(Beginning of Input records)

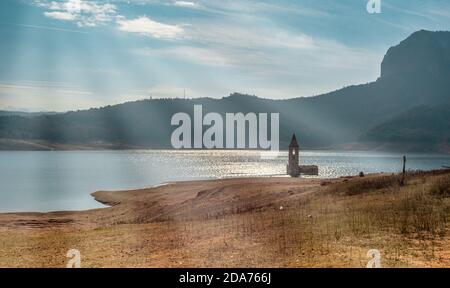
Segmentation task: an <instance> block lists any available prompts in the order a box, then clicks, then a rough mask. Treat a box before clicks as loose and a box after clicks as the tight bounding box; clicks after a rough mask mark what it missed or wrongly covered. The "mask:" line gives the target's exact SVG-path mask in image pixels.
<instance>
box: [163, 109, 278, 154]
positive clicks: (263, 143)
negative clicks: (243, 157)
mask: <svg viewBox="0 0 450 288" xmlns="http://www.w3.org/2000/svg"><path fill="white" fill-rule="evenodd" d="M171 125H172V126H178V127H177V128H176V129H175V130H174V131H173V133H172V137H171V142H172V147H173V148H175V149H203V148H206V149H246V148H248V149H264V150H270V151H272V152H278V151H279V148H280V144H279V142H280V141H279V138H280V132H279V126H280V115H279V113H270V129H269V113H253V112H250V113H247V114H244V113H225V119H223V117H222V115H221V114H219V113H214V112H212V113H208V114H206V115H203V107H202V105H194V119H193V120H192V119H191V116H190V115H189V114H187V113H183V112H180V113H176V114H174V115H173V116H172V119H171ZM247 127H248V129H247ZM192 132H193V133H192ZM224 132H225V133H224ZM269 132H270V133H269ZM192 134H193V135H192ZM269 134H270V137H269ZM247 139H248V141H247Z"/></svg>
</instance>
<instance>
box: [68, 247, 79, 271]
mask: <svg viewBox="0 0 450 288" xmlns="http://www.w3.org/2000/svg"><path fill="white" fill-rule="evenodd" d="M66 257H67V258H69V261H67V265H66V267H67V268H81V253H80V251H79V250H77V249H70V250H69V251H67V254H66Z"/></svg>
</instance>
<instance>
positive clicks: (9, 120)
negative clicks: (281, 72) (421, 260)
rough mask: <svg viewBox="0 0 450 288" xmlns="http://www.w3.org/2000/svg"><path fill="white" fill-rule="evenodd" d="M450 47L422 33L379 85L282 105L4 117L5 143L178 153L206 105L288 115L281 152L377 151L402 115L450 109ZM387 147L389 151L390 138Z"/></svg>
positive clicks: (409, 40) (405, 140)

(End of Input records)
(Beginning of Input records)

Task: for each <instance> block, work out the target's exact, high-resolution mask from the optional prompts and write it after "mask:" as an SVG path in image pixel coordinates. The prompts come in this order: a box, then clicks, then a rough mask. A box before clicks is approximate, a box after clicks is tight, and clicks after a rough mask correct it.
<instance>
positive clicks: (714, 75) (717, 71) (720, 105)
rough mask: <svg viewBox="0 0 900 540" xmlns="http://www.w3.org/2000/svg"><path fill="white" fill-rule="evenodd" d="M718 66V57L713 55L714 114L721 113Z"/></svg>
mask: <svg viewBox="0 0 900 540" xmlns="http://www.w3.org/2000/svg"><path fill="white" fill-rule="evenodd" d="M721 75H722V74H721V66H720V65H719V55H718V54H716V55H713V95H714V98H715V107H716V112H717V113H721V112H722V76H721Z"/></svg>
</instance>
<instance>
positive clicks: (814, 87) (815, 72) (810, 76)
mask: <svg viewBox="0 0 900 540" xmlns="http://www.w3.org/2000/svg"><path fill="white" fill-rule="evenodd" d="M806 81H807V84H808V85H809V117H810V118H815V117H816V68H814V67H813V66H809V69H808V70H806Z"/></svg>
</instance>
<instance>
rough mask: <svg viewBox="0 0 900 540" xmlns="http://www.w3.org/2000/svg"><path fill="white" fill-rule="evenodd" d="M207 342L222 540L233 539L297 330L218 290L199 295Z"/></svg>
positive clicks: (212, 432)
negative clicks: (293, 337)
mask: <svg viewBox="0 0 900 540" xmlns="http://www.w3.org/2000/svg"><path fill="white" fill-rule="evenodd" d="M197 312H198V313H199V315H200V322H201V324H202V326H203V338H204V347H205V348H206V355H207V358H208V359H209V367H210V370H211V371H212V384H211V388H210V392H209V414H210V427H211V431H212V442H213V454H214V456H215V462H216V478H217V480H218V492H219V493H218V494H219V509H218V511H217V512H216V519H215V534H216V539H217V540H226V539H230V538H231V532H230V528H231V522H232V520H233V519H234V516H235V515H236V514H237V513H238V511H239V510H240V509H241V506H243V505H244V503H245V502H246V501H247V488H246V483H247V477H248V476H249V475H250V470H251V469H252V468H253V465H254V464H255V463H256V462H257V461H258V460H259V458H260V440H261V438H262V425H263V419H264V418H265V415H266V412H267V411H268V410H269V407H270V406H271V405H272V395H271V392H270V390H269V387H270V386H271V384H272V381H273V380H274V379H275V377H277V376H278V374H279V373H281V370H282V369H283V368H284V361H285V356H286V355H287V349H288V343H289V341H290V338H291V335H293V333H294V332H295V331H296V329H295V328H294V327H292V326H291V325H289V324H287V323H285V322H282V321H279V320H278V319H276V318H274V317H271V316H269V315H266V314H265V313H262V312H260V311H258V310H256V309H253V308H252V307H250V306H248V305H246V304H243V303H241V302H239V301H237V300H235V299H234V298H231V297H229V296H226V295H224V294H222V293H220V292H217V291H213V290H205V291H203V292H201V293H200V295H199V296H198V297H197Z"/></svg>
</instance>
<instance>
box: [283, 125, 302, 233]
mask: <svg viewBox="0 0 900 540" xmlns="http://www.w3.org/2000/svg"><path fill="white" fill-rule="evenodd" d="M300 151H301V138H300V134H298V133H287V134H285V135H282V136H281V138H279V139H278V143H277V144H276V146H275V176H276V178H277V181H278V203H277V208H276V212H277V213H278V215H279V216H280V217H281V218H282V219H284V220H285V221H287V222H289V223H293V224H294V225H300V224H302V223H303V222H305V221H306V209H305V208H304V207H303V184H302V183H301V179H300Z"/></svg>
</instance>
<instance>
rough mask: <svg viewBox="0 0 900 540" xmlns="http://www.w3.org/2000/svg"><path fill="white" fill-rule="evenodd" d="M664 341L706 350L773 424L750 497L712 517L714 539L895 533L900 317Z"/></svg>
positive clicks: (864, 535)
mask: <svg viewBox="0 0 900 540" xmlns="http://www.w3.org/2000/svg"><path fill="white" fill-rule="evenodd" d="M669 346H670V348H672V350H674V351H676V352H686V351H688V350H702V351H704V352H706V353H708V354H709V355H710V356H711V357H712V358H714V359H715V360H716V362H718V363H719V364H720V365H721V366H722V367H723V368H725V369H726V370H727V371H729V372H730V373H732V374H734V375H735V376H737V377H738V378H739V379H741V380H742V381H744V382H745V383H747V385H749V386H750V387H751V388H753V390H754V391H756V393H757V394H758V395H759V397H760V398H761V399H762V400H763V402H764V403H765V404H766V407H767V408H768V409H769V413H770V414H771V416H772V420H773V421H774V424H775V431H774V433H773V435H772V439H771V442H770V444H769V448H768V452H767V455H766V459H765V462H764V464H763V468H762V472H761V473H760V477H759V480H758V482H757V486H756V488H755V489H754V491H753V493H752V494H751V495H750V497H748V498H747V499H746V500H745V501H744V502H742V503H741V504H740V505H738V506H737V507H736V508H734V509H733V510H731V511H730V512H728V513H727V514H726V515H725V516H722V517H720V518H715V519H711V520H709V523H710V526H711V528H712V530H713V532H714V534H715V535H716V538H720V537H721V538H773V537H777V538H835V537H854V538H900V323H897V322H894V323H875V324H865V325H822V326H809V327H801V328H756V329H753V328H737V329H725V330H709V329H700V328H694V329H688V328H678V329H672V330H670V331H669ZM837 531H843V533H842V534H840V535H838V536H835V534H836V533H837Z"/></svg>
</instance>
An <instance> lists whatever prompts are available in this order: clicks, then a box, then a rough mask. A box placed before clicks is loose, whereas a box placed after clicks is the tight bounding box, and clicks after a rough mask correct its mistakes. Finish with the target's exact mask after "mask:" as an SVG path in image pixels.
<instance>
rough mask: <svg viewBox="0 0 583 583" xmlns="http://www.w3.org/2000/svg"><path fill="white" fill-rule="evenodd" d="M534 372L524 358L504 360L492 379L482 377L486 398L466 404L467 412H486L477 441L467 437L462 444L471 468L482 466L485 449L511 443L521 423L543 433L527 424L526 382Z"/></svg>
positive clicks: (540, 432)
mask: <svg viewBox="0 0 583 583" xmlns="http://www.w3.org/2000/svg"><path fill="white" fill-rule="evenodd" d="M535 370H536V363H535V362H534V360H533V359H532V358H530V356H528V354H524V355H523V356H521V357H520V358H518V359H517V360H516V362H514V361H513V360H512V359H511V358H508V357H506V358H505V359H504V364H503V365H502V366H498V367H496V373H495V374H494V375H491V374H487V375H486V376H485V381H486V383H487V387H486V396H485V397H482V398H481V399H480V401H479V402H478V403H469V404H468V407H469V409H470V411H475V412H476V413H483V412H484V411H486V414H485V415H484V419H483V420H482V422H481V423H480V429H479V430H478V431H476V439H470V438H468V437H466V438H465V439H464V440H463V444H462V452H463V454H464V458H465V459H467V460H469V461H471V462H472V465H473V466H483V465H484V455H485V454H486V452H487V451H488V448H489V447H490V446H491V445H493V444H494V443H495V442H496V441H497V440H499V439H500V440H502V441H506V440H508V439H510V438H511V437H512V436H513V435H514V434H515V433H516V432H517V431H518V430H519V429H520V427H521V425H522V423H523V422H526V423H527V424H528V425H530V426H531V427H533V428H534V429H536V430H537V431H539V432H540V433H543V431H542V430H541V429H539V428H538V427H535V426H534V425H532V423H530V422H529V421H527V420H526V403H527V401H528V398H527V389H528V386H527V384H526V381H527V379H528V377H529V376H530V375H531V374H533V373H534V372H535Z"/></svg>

(End of Input records)
(Beginning of Input records)

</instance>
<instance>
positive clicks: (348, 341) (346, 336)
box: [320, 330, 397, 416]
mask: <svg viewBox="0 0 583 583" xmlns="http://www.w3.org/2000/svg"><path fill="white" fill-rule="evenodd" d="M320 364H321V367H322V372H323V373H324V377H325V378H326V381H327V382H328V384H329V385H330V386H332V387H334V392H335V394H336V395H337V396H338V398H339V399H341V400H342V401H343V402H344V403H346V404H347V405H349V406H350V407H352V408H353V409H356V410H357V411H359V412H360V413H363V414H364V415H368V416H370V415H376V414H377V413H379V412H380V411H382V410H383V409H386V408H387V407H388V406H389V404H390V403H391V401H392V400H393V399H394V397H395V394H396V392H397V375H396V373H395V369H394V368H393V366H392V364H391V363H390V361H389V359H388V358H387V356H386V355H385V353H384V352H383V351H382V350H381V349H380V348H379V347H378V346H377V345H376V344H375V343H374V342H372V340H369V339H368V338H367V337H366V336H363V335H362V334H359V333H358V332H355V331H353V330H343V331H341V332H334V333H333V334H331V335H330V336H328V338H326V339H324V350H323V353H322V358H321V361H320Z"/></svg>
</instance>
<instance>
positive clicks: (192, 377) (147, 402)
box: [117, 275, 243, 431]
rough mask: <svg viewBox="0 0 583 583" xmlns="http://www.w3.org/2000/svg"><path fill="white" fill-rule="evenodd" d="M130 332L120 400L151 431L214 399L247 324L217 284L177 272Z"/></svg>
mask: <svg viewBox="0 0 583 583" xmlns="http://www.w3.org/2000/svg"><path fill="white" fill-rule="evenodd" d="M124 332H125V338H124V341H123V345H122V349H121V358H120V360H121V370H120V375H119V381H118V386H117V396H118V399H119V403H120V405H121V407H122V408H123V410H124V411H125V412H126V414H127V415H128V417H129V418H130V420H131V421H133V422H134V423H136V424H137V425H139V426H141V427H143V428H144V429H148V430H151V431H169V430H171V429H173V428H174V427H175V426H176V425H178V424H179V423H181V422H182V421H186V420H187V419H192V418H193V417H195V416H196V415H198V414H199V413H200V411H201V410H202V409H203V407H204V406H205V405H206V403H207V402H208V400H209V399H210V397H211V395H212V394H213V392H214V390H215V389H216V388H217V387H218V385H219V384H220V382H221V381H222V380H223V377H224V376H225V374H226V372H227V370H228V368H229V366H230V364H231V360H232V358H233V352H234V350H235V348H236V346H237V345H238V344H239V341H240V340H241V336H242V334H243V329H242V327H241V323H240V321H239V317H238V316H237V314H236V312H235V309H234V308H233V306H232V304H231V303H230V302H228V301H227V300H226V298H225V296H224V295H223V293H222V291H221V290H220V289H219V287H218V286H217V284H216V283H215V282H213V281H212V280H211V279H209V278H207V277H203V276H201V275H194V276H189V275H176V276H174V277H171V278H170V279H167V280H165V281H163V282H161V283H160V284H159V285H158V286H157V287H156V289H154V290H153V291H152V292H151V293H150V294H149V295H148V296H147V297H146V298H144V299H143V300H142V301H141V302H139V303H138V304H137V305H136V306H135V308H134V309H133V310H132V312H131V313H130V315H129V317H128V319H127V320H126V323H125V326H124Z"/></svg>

(End of Input records)

* _To do_
In the entries above, the lines from the one bearing "box: [283, 125, 302, 233]" up to and including the one bearing "341L706 350L773 424L750" should be transcribed exactly; no other line is wanted.

* _Written answer_
box: [283, 125, 302, 233]
mask: <svg viewBox="0 0 900 540" xmlns="http://www.w3.org/2000/svg"><path fill="white" fill-rule="evenodd" d="M300 151H301V138H300V134H298V133H287V134H285V135H282V136H281V138H279V139H278V143H277V144H276V146H275V176H276V178H277V181H278V203H277V208H276V212H277V213H278V215H279V216H280V217H281V218H282V219H284V220H285V221H287V222H289V223H293V224H294V225H300V224H302V223H303V222H305V221H306V209H305V208H304V207H303V184H302V183H301V179H300Z"/></svg>
</instance>
<instance>
rough mask: <svg viewBox="0 0 900 540" xmlns="http://www.w3.org/2000/svg"><path fill="white" fill-rule="evenodd" d="M664 341L706 350L773 424L750 497L712 517L714 539L895 533L900 317Z"/></svg>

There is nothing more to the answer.